** Opening Source information block **

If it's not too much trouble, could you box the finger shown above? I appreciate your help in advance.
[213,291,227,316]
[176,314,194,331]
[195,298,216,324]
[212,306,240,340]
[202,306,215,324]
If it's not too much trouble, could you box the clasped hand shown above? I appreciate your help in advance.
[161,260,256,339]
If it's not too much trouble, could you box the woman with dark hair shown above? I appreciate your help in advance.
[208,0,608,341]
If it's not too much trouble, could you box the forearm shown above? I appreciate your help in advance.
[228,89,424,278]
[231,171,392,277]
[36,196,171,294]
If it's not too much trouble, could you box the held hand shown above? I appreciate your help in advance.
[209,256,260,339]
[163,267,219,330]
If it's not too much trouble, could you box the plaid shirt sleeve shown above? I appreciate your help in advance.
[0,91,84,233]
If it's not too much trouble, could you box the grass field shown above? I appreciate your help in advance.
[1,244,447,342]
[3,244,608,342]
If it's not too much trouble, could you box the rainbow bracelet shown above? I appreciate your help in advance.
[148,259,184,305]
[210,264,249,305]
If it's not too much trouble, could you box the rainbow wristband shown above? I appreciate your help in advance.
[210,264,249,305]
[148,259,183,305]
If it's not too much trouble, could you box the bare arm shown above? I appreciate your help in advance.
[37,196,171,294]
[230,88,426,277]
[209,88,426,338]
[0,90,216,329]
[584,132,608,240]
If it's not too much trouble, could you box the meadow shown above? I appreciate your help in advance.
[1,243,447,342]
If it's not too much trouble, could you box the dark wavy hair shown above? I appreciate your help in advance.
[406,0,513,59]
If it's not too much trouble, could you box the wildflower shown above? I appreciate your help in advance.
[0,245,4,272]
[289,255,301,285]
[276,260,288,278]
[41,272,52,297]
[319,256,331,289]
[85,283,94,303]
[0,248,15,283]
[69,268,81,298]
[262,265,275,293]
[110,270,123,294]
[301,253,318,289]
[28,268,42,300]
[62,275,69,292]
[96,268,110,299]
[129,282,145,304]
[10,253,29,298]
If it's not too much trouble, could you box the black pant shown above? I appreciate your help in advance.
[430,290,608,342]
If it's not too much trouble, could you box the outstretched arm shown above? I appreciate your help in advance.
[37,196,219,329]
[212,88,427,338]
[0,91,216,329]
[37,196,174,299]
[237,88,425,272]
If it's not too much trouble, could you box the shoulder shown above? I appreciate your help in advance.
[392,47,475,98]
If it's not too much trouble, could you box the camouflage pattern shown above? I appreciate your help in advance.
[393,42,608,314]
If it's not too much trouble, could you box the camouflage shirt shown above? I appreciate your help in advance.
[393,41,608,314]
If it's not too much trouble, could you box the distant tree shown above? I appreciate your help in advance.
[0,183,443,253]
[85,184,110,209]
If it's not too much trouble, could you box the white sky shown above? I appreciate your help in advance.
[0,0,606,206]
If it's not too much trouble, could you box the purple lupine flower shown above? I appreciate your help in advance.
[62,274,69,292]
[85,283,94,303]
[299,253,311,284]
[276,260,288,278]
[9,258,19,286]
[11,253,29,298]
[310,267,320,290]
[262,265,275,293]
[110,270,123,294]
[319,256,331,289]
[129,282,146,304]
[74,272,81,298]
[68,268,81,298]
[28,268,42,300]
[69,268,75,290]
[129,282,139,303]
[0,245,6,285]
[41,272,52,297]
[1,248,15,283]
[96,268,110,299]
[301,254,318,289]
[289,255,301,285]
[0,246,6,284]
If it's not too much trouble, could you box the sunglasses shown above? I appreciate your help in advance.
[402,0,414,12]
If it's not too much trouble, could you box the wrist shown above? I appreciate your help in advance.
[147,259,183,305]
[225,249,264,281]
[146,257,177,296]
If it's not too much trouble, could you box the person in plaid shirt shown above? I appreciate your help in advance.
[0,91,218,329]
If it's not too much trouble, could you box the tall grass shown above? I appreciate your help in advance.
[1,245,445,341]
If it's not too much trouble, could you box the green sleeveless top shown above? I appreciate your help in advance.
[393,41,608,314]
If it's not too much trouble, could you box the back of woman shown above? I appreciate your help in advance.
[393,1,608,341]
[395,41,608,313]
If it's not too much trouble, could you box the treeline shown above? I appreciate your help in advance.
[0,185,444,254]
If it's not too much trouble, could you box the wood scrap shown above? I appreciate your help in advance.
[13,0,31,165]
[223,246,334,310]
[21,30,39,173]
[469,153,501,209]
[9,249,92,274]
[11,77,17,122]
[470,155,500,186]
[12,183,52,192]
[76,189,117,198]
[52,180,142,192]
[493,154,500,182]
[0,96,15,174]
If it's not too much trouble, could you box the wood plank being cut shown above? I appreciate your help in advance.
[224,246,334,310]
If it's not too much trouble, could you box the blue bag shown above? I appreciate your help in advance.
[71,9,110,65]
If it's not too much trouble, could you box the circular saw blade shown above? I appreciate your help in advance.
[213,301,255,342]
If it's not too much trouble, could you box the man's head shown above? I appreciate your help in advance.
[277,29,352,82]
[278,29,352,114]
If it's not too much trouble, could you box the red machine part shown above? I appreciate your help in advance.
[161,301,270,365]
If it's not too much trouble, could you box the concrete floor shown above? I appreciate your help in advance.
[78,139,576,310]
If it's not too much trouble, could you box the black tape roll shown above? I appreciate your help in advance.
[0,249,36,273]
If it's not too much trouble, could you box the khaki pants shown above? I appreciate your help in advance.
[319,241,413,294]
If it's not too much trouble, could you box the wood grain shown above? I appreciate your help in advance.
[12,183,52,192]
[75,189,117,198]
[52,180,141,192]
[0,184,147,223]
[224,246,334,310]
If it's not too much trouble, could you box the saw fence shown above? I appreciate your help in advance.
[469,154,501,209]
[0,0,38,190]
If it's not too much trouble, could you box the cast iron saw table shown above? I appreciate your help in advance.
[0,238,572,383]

** Closing Source information block **

Word for word, transcribe each record.

# Written response
If it's not too much trouble, could you box the finger shown above? I appreciate your help in advance.
[213,291,227,316]
[176,314,194,331]
[195,298,216,324]
[212,306,240,340]
[202,306,215,324]
If it's not too much trouble, could you box the clasped hand shown above? I appreciate your help in advance.
[161,260,256,339]
If it's not too much trouble, could you box the woman with dark hair shown above? I appreciate your help in advance.
[208,0,608,341]
If it's not too much trouble, could you box the forearm shown above? I appreciate your help in advance.
[228,89,424,278]
[231,171,392,277]
[36,196,171,294]
If it's not too much trouble, could you box the held hand shown above? I appreciate your help in advance.
[209,256,260,339]
[163,267,219,330]
If it's not too much trouble, could you box the plaid shirt sleeve shown above? I appreciate your help in advance.
[0,91,84,233]
If it's not too much trouble, could you box the grass field shown above? I appreciate your help in advance.
[1,244,447,342]
[3,244,608,342]
If it's not too much trouble, could you box the rainbow bracelet shown above? I appreciate your help in advance.
[148,259,184,305]
[210,264,249,305]
If it's not too much trouble, could you box the rainbow wristband shown above? I appreciate your help in advance.
[210,264,249,305]
[148,259,183,305]
If it's not too much trouble, could you box the bare arm shown above? I appreciate your help in advance.
[37,196,171,294]
[230,88,426,277]
[209,88,426,338]
[0,90,216,329]
[584,132,608,240]
If it's not too much trouble, could you box the meadow shown above? I appreciate your help in advance.
[1,243,447,342]
If it's not too much trouble, could you box the dark wavy hair shown above? I appreciate your help in advance.
[406,0,513,59]
If it's not too much trouble, could you box the wildflower shown above? I appreciate your help in advance.
[0,245,4,272]
[289,255,301,285]
[276,260,288,278]
[41,272,52,297]
[319,256,331,289]
[85,283,94,303]
[0,248,15,283]
[69,268,81,298]
[262,265,275,293]
[110,270,123,294]
[301,253,318,289]
[28,268,42,300]
[62,275,69,292]
[96,268,110,299]
[129,282,145,304]
[10,253,29,298]
If it's not too much trouble, could you box the black pant shown above? I appreciate your help in advance.
[430,290,608,342]
If it's not too much trouble, could you box the outstretched arm shown above? I appreciate your help in advance.
[37,196,219,329]
[212,88,427,338]
[0,91,216,329]
[37,196,174,299]
[237,88,425,272]
If it's not too much trouble, could you box the shoulder shown above? I appreciate your help in advance.
[392,47,475,98]
If it's not too much trouble, could you box the camouflage pattern shown above? I appreciate your help in advance.
[393,42,608,314]
If it's not too much trouble, could you box the camouflage shirt shown above? I appreciate your help in advance.
[393,41,608,314]
If it's not too much trouble, could you box the distant tree shown above? I appreciate your help in advance.
[0,183,443,253]
[85,184,110,209]
If it's not too much trouble, could you box the white sky shown above? I appreciate your help in advance.
[0,0,606,206]
If it's not too much trouble, could you box the purple lupine flower shown above? I appreciate your help in advance.
[62,274,69,292]
[85,283,94,303]
[299,253,311,284]
[276,260,288,278]
[9,258,19,286]
[11,253,29,298]
[310,267,320,290]
[262,265,275,293]
[110,270,123,294]
[319,256,331,289]
[129,282,146,304]
[74,272,81,298]
[68,268,81,298]
[28,268,42,300]
[69,268,75,290]
[129,282,139,303]
[0,245,6,285]
[41,272,52,297]
[1,248,15,283]
[96,268,110,299]
[301,254,318,289]
[289,255,301,285]
[0,246,6,284]
If it's not too much trouble, could you box the sunglasses shown above? I appreciate your help in advance.
[402,0,414,12]
If it's not too much trouble, could you box the wrist shown above? I appreciate your help in advance.
[147,259,183,305]
[225,249,264,281]
[146,257,177,296]
If it's not too much trouble, could you box the person in plaid shirt shown above? I appreciate your help in advance.
[0,91,218,329]
If it's not too much trouble, could you box the tall grass shown above? I appreciate your help in advance.
[1,245,445,341]
If it's not too much trouble, could you box the green sleeveless top shown above? I appreciate your help in advance.
[393,41,608,314]
If it's not too much trouble, could you box the back of woman shown above? I appreciate your help in advance.
[393,1,608,341]
[395,41,608,313]
If it's not too much trouble, could you box the treeline shown above? I appreciate your help in advance.
[0,185,444,254]
If it's not too much trouble, could you box the wood scrap shown above? I appreciate your help in advance.
[13,0,31,165]
[223,246,334,310]
[21,30,39,173]
[469,153,501,209]
[9,249,92,274]
[11,77,17,122]
[470,155,500,186]
[12,183,52,192]
[76,189,117,198]
[52,180,142,192]
[493,154,500,182]
[0,96,15,174]
If it's not too much trouble, could you box the wood plank being cut shown above? I appreciate your help in advance.
[224,246,334,310]
If it's not too much trouble, could you box the blue bag shown above? I appreciate your help in advance.
[71,9,110,65]
If it's not too much trouble, could you box the circular saw blade shown above? I appreciate your help in advance.
[213,301,255,342]
If it's not too much trouble, could you box the man's head shown above? I appreciate your help in advance.
[277,29,352,82]
[278,29,352,114]
If it's not too much trouble, could you box the red machine part shown above? I appreciate your help in advance.
[161,301,270,365]
If it's not too much trouble, could you box the concrete floor shown above? I appreciate your help in advance.
[78,139,576,310]
If it's not too much trouble, could you box the black tape roll shown above? I appreciate your help in advance.
[0,249,36,273]
If it's not too much trouble, could you box the khaki pants shown above? I appreciate your help in advance.
[319,241,413,294]
If it's not too much trouble, could you box the wood grain shown above? I appreciate your help in advance.
[12,183,52,192]
[75,189,117,198]
[52,180,141,192]
[0,184,147,223]
[224,246,334,310]
If it's not too much trouble, could you box the saw fence shown above? I appreciate your help in advance.
[469,154,501,209]
[0,0,38,190]
If it's not too much trouble, could you box the cast iron saw table shown above? I appreciate your help in advance.
[0,238,572,383]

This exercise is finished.